List every line of the data below that contains the word "hood". Case counts.

::: Exercise data

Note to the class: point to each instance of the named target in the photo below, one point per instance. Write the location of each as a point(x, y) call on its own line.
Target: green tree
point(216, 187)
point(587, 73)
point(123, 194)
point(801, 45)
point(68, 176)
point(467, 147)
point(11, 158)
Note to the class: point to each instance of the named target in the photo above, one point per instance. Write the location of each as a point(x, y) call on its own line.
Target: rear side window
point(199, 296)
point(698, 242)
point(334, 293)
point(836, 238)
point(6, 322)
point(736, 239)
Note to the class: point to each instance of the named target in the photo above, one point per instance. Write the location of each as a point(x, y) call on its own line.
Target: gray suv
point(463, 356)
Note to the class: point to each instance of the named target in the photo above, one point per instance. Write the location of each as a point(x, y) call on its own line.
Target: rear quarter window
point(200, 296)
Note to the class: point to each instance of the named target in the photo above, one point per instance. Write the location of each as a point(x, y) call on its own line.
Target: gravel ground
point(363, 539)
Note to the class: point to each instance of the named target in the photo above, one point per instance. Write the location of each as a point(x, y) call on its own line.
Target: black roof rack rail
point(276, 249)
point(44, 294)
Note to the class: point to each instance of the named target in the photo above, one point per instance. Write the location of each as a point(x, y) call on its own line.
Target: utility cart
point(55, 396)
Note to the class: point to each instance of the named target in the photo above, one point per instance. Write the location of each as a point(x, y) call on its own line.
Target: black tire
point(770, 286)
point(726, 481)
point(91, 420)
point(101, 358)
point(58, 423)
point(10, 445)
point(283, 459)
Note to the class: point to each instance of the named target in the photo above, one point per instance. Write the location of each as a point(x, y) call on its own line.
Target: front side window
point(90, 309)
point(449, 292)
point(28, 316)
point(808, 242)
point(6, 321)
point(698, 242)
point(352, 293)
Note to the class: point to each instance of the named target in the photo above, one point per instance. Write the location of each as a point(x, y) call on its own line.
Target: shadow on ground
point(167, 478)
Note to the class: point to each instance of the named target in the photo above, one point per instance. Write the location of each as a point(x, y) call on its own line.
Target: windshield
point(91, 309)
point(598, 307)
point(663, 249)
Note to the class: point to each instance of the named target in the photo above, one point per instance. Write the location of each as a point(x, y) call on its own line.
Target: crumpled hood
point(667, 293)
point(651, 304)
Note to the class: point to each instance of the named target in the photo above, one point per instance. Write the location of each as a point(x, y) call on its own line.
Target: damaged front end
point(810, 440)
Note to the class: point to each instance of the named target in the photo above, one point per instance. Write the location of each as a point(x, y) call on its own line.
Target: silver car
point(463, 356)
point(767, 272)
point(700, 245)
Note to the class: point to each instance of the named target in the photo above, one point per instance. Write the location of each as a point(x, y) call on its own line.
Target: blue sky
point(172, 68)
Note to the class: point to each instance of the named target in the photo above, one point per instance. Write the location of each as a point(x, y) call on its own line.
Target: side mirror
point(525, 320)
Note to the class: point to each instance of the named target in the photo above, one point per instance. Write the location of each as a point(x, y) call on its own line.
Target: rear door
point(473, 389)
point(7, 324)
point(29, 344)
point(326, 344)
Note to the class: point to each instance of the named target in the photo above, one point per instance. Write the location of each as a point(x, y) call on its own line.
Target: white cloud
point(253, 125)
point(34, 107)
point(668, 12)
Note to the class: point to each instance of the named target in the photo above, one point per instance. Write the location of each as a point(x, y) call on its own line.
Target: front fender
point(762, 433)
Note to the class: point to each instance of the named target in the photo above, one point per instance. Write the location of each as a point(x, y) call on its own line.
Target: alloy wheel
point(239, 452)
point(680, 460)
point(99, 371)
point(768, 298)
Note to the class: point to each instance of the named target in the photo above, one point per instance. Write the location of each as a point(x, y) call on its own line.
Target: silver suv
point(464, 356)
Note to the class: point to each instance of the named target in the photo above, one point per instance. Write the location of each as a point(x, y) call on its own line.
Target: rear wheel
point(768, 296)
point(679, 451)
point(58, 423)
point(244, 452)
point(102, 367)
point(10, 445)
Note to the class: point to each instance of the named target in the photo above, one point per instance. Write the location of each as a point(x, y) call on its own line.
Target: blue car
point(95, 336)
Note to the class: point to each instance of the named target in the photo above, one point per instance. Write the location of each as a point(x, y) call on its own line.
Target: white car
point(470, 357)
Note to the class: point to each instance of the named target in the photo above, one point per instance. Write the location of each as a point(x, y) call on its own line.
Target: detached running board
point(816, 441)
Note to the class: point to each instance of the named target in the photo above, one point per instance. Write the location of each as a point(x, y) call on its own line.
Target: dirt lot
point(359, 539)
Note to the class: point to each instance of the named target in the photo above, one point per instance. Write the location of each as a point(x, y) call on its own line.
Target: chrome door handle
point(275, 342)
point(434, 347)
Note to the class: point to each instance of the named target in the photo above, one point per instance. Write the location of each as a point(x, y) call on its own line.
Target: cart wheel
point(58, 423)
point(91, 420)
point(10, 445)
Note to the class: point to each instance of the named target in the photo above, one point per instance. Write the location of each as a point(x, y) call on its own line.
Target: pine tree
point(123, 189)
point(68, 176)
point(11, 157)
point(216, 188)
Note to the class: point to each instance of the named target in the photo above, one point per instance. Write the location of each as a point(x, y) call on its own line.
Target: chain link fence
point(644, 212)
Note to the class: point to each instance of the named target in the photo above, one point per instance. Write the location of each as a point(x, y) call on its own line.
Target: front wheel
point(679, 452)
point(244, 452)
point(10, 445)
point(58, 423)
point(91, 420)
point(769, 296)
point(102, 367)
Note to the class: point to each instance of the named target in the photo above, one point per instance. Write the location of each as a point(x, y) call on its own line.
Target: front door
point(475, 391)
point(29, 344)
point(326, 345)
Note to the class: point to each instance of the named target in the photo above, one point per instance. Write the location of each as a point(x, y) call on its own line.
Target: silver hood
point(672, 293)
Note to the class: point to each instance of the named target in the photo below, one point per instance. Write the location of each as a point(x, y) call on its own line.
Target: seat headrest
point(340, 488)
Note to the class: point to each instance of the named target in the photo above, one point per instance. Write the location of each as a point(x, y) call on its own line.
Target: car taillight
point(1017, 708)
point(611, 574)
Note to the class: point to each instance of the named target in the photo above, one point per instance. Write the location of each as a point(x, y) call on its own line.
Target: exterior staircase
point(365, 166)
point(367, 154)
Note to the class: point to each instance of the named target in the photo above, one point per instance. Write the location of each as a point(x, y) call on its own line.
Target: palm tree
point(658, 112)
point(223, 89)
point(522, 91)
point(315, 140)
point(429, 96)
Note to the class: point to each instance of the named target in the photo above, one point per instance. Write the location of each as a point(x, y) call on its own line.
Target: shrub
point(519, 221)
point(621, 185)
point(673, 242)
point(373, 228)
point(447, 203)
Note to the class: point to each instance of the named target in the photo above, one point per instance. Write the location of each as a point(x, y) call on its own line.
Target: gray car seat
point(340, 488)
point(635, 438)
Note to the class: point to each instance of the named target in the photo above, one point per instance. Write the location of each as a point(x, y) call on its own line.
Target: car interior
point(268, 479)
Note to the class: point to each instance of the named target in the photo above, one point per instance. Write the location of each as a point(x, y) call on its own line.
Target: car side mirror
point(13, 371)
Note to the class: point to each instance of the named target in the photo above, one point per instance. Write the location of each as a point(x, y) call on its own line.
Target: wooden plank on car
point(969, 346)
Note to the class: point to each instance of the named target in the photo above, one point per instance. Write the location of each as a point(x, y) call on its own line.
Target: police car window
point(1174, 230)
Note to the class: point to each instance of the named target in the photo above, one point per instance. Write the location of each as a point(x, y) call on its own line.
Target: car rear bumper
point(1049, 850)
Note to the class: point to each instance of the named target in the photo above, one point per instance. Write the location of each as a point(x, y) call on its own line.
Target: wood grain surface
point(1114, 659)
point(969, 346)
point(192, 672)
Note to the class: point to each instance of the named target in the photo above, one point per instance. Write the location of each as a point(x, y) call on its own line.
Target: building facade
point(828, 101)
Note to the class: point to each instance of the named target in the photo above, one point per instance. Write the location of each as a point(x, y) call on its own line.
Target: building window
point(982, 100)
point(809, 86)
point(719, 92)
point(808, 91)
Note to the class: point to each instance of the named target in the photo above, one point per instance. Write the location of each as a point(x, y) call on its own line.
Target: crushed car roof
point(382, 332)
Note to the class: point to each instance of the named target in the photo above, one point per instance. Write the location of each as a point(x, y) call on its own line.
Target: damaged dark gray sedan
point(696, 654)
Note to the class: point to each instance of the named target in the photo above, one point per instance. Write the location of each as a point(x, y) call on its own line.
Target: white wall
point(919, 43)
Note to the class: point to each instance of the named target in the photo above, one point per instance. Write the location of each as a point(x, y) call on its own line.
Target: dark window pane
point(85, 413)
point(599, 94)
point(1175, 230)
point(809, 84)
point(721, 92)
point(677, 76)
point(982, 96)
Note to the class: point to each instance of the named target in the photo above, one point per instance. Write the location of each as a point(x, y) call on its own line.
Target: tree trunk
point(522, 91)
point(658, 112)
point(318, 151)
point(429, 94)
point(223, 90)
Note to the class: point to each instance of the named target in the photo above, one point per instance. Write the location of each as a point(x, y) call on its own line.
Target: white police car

::::::

Result of the task »
Target: crumpled hood
Target: silver hood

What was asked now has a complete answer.